• _Schriftliche Aufgabe 1_: An welchem Tag kündigte Norbert Hofer laut dem Text zur Mindestsicherung eine Einigung der Regierungsparteien an?

• _Text_:

▽

Die Reform der Mindestsicherung wird seit Monaten verschoben – nun hat es die Regierung plötzlich eilig, diese zu präsentieren. Druck kommt aus den Ländern, die geschlossen vom Bund Taten statt Worte einmahnen.

 

Sozialministerin Beate Hartinger-Klein (FPÖ) hatte die Eckpunkte ihrer Reform Ende Mai vorgestellt und ein Gesetz für Sommer versprochen. Dies wurde verschoben. – (c) APA/HERBERT NEUBAUER.

 

Wien. Die Verhandlungen für die Mindestsicherung sind in der Zielgeraden. Angeblich. FPÖ-Regierungskoordinator Norbert Hofer hatte am 17. Oktober davon gesprochen, dass eine Einigung zwischen den Regierungsparteien „noch in dieser Woche“ vorliegen werde. Auch im Sozialministerium spricht man vom „Endspurt“.

△

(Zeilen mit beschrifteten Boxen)
▽

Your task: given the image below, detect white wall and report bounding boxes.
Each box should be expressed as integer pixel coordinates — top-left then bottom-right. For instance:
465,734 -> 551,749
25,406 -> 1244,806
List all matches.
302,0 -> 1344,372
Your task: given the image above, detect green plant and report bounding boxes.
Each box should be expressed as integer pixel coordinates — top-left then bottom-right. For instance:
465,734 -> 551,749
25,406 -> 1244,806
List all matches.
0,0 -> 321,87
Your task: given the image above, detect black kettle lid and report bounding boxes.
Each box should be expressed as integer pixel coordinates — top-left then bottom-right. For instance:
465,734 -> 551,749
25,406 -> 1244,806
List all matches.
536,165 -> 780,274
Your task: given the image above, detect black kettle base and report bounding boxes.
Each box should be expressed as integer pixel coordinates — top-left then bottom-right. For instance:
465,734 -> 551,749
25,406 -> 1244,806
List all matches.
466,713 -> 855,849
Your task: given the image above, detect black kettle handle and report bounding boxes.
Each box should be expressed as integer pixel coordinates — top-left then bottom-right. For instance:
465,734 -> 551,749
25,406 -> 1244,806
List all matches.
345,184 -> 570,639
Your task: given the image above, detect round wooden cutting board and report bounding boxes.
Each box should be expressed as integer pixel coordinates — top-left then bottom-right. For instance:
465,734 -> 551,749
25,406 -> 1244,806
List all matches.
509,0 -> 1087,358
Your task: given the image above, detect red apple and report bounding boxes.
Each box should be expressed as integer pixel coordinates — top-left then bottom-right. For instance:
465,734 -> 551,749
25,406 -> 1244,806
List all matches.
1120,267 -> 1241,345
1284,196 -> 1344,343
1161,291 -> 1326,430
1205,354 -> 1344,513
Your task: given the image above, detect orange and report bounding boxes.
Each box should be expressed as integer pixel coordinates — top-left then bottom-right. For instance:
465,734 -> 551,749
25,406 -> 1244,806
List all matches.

△

• _Schriftliche Aufgabe 2_: Nimm aus den Zeilen den Abschnitt, der mit der Zeile mit „Your task: given the image above, detect red“ beginnt und nach der Zeile mit „1205,354 -> 1344,513“ endet, und tausche darin „red apple“ gegen „green apple“ aus. Gib nur diesen Abschnitt aus, sonst unverändert.

• _Richtige Antwort 1_: Am 17. Oktober.

• _Richtige Antwort 2_:
Your task: given the image above, detect green apple and report bounding boxes.
Each box should be expressed as integer pixel coordinates — top-left then bottom-right. For instance:
465,734 -> 551,749
25,406 -> 1244,806
List all matches.
1120,267 -> 1241,345
1284,196 -> 1344,343
1161,291 -> 1326,430
1205,354 -> 1344,513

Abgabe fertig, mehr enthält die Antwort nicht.